• Work instructions:
Please repeat, without alteration, the line containing "range above? Mark it with a dot." and every line that follows it to the end of the entries below, and only those lines.
_ _ _
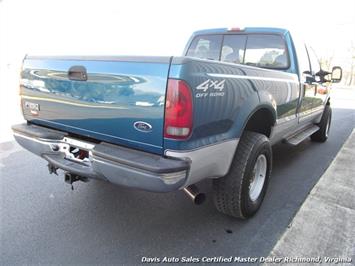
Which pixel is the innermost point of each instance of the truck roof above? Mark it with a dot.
(246, 30)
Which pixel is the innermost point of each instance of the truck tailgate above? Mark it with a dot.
(114, 99)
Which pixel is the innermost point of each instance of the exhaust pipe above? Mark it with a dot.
(193, 193)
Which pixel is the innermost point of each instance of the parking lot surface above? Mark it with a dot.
(44, 222)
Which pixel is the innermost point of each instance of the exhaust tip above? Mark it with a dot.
(193, 193)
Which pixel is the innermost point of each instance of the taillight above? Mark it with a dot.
(178, 110)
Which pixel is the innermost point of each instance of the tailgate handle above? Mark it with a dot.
(77, 73)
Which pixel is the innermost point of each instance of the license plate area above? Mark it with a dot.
(76, 150)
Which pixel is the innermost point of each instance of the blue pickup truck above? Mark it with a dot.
(165, 123)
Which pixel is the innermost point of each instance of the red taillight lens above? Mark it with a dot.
(178, 110)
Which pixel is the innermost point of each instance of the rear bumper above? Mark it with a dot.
(116, 164)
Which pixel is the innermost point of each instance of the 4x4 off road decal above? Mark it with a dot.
(210, 88)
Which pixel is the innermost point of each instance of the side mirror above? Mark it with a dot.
(337, 74)
(307, 75)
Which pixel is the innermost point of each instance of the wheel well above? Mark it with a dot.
(261, 122)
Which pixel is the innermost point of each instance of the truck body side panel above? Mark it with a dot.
(220, 112)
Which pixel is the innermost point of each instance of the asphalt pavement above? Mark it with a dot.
(44, 222)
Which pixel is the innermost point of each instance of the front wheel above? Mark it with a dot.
(241, 192)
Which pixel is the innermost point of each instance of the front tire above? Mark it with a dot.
(241, 192)
(322, 134)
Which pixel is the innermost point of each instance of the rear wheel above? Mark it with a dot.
(324, 126)
(241, 192)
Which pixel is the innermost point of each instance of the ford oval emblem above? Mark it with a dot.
(142, 126)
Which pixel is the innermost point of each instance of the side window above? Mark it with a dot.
(233, 48)
(268, 51)
(302, 57)
(205, 47)
(315, 66)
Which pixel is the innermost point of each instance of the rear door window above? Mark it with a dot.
(206, 47)
(268, 51)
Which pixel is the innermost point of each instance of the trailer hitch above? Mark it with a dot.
(71, 178)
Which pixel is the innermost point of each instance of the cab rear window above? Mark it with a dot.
(260, 50)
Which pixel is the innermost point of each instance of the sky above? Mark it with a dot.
(158, 27)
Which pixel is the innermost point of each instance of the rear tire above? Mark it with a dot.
(324, 125)
(241, 192)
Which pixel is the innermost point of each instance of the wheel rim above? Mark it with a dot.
(258, 177)
(327, 127)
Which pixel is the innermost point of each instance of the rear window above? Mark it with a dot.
(206, 47)
(260, 50)
(267, 51)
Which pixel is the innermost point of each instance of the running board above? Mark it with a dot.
(301, 136)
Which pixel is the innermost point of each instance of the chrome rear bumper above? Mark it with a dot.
(116, 164)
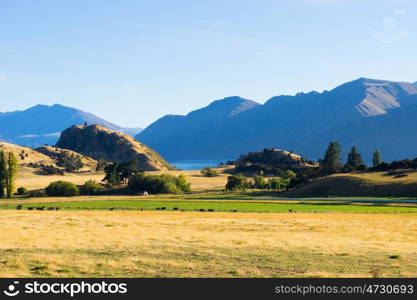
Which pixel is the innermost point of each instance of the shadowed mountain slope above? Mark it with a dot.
(367, 113)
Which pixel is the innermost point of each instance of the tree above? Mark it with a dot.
(11, 174)
(62, 189)
(331, 162)
(159, 184)
(259, 182)
(118, 173)
(90, 187)
(354, 159)
(275, 184)
(3, 174)
(209, 172)
(376, 159)
(236, 182)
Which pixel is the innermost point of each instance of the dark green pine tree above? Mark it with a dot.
(377, 159)
(354, 159)
(331, 162)
(3, 174)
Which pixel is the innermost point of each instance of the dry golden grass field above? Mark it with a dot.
(192, 244)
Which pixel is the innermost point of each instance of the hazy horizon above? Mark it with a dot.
(170, 58)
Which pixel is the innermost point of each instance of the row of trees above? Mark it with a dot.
(240, 182)
(127, 172)
(8, 172)
(332, 161)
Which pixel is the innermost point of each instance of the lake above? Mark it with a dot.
(196, 164)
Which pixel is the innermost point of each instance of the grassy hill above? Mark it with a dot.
(379, 184)
(99, 142)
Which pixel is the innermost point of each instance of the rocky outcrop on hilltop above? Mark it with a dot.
(101, 143)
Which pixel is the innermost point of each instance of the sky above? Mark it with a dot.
(132, 61)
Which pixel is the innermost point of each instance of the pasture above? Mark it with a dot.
(193, 244)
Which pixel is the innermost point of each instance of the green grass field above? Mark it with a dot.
(195, 204)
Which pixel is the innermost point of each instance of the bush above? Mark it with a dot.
(159, 184)
(71, 162)
(236, 182)
(22, 191)
(90, 187)
(259, 182)
(62, 189)
(209, 172)
(51, 170)
(36, 194)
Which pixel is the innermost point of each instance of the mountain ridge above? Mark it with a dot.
(42, 124)
(355, 113)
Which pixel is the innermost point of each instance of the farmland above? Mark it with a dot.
(193, 244)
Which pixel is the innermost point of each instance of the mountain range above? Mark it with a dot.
(371, 114)
(43, 124)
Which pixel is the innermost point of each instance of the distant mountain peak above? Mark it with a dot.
(41, 124)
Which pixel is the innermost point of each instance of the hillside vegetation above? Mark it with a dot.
(271, 161)
(379, 184)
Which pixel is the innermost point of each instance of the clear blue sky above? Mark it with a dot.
(133, 61)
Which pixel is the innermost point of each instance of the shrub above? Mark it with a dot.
(236, 182)
(36, 194)
(259, 182)
(71, 162)
(62, 189)
(159, 184)
(22, 191)
(51, 170)
(209, 172)
(90, 187)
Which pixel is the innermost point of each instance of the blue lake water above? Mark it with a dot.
(196, 164)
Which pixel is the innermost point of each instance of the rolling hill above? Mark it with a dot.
(99, 142)
(367, 113)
_ _ _
• Solved problem:
Which pixel is the innermost point of each instance of the mountain range above? Mark it with a dot.
(371, 114)
(43, 124)
Which pixel is the innermost point of each instance of the distant mountain peak above? Mark it with a dot.
(41, 124)
Which pixel is the innermost point of each instance of the hillside vegetation above? Mark it with a dot.
(271, 161)
(379, 184)
Which pixel is the innermost point of each instance of the clear blue sky above? Mark it with a dot.
(133, 61)
Which pixel is the innermost point of each instance of the shrub above? Mark it with a dot.
(236, 182)
(36, 194)
(259, 182)
(71, 162)
(62, 189)
(159, 184)
(22, 191)
(51, 170)
(209, 172)
(90, 187)
Which pixel is the innermost point of each instance of the blue lake water above? Mark it with a dot.
(196, 164)
Which pixel is the innermost point of each instance of the rolling hill above? Mark it with a dot.
(99, 142)
(367, 113)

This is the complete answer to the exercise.